Apartheid (meaning separateness in Afrikaans), was a social, economic and political policy of racial segregation which was enforced by white minority governments in South Africa from 1948 until June 17 1991 when the final Apartheid laws were abolished in Parliament.

Contents

Verwoerd and the Bantustans

Laws passed in 1950 forced a separation of non-whites from whites in South African society. The first, the Population Registration Act, had people register with a racial classification board to determine "officially" if they belonged to one of four racial groups: White, African, or Coloured (the later split into Coloured and Indian). The second, the Group Areas Act, was the enforced relocation of non-whites into designated urban areas; to compel these people into the new "townships", which were in essence little more than shanty towns. The government ordered the bulldozing of once-vibrant mixed-race communities; the non-white inhabitants, especially the Africans, were ordered to carry passbooks to go from place to place in white areas. [2] Likewise, whites were ordered to relocate from the areas which they settled, that historically belonged to blacks.

Dr. Hendrik F. Verwoerd, Prime Minister of South Africa from 1957 until 1966, designed a system that expanded the scope and impact of apartheid. Blacks were given a limited education which guaranteed them menial job opportunities as opposed to Whites [5]. The Reservation of Separate Amenities Act, passed in 1953, ordered the segregation of blacks at all public facilities, including post offices, public transportation, beaches, sports venues, parks, toilets, and even cemeteries.[3]

"There is no place for him [the African] in the European community above the level of certain forms of labor. Within his own community, however, all doors are open. For that reason it is to no avail for him to receive a training which has as its aim absorption in the European community, where he cannot be absorbed." Hendrik F. Verwoerd (1954) [4]

Verwoerd had also insisted, and succeeded in getting, limited self-administration in the black reservations (called "homelands") of the Transkei, Ciskei, Bophuthatswana, Venda, Ganzankulu, KwaNdebele, KwaZulu, Lebowa, and QwaQwa, which meant they were semi-autonomous. This had also meant that the homelands were now responsible for their own societal and economic problems. 'Africans' were denied citizenship and were instead granted full voting rights in several 'homelands' or bantustans.[5]

Independence of four Bantustans

Four of the Bantustans, Transkei (1976), Ciskei (1981), Bophuthatswana (1977), and Venda (1979), were eventually declared independent nations by South Africa, albeit without any international recognition other than from each other.

**Records from a dataset**
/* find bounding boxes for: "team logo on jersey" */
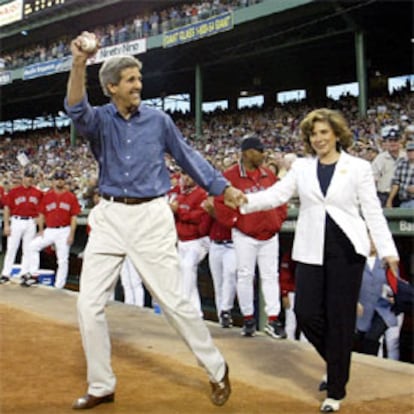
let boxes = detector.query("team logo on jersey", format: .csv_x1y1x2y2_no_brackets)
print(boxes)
14,196,27,206
59,201,70,211
29,196,39,204
46,202,57,211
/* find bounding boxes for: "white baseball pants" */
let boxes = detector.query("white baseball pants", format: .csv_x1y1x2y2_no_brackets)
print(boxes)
232,228,280,316
178,236,210,316
78,198,225,397
29,226,70,289
208,240,237,317
1,216,36,276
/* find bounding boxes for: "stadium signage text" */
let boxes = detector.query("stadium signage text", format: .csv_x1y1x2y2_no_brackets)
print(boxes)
0,71,12,85
88,39,147,64
0,0,23,27
162,12,234,47
23,56,70,80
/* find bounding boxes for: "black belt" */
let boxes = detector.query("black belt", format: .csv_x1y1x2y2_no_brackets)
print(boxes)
102,194,162,205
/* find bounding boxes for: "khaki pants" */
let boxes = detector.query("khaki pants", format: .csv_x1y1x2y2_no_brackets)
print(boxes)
78,198,225,396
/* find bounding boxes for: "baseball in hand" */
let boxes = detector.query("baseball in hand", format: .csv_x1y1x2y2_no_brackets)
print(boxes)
81,35,97,53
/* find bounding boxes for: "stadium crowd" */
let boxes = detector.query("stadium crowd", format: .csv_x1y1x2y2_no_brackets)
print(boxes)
0,0,262,70
0,89,414,207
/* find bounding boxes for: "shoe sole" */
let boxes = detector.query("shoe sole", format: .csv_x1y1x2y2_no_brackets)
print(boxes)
241,332,256,338
264,328,287,339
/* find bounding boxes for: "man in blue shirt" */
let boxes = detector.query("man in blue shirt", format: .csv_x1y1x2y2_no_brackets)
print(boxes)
65,32,244,409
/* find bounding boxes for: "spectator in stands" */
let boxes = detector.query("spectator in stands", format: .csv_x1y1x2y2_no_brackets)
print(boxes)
356,241,397,355
371,129,405,207
65,33,243,409
386,141,414,208
240,108,399,412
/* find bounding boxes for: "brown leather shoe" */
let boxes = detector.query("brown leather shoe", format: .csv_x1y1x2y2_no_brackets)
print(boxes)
72,393,115,410
210,364,231,405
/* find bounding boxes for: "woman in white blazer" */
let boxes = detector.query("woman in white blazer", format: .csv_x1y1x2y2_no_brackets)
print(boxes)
240,108,399,412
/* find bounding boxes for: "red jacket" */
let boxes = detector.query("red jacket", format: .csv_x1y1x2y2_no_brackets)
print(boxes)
175,186,210,241
214,163,287,240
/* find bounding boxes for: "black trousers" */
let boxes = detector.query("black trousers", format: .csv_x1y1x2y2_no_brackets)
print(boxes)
295,221,366,400
358,312,388,355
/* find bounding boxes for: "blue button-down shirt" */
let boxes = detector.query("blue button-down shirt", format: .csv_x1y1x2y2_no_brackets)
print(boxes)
65,97,228,197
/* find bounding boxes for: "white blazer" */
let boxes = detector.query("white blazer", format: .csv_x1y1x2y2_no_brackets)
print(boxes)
240,152,398,265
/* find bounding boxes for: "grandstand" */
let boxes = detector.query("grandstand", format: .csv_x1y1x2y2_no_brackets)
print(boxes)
0,0,413,121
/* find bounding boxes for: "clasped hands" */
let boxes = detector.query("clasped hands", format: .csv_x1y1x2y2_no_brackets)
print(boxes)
224,186,247,209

**Required work**
(a) According to the passage on apartheid, in what year was the Reservation of Separate Amenities Act passed?
(b) Return the portion of the apartheid passage starting at "Laws passed in" and ending at "belonged to blacks.".
(c) Continue the passage on apartheid from its final sentence.

**Results by task**
(a) 1953

(b)
Laws passed in 1950 forced a separation of non-whites from whites in South African society. The first, the Population Registration Act, had people register with a racial classification board to determine "officially" if they belonged to one of four racial groups: White, African, or Coloured (the later split into Coloured and Indian). The second, the Group Areas Act, was the enforced relocation of non-whites into designated urban areas; to compel these people into the new "townships", which were in essence little more than shanty towns. The government ordered the bulldozing of once-vibrant mixed-race communities; the non-white inhabitants, especially the Africans, were ordered to carry passbooks to go from place to place in white areas. [2] Likewise, whites were ordered to relocate from the areas which they settled, that historically belonged to blacks.

(c)
During their period of independence, these four nations were often derided by critics claiming they were puppet governments of South Africa, but the Transkei government had a rocky relationship with South Africa, breaking diplomatic relations between 1978 and 1980 over territorial disputes, and then undergoing a military coup d'etat in 1987 after which Transkei became an ally of, and safe haven for, the African National Congress.

In Bophuthatswana on the other hand, an attempted coup in 1988 was suppressed by South Africa, who restored president Kgosi Lucas Manyane Mangope. The Sun City casino was located in Bophuthatswana, where gambling was legal (it was illegal in South Africa). Ciskei and Venda both underwent military coups in 1990, which South Africa did not suppress.

All four countries were re-incorporated into South Africa in April 1994 following the end of Apartheid and the adoption of a new South African constitution, but Bophuthatswana and Ciskei at first declared their refusal to re-integrate and their intention to remain independent nations. Both stand-offs ended after mutinies and coup d'etats deposed their respective leaders within two weeks of each other in March 1994.

1983 Whites-only referendum

In 1983 President PW Botha put the question of allowing Colored and Indian representation to the White electorate. 66% of whites voted to allow Coloreds and Indians their own houses of parliament (called the House of Representatives and the House of Delegates respectively).

Although many ultra-nationalistic and conservative Whites attacked the move as it was power-sharing (which they feared would result in Black rule)

The Troubles

The followers of Chief Mangosuthu Buthelezi (Zulu King) and his Inkatha Freedom Party (IFP) were staunchly pro-separation and even entered into a short-lived non-aggression pact with the AWB in 1993.

However the African National Congress, who drew members from most other Black tribes, were pro-integration and, as such, Zulu workers who had migrated to White South Africa were frequently involved in clashes with ANC supporters in the townships (Black areas adjoining many White towns and cities).

Between 1986 and 1994 some 10,000 IFP members were murdered by ANC supporters, many in a brutal fashion, the practice of "necklacing" was very popular amongst ANC members. Necklacing entailed placing a petrol-filled tire around the neck of a victim and then setting it alight.

Since the abolition of apartheid due to changes demanded by liberal outsiders South Africa has struggled as a society.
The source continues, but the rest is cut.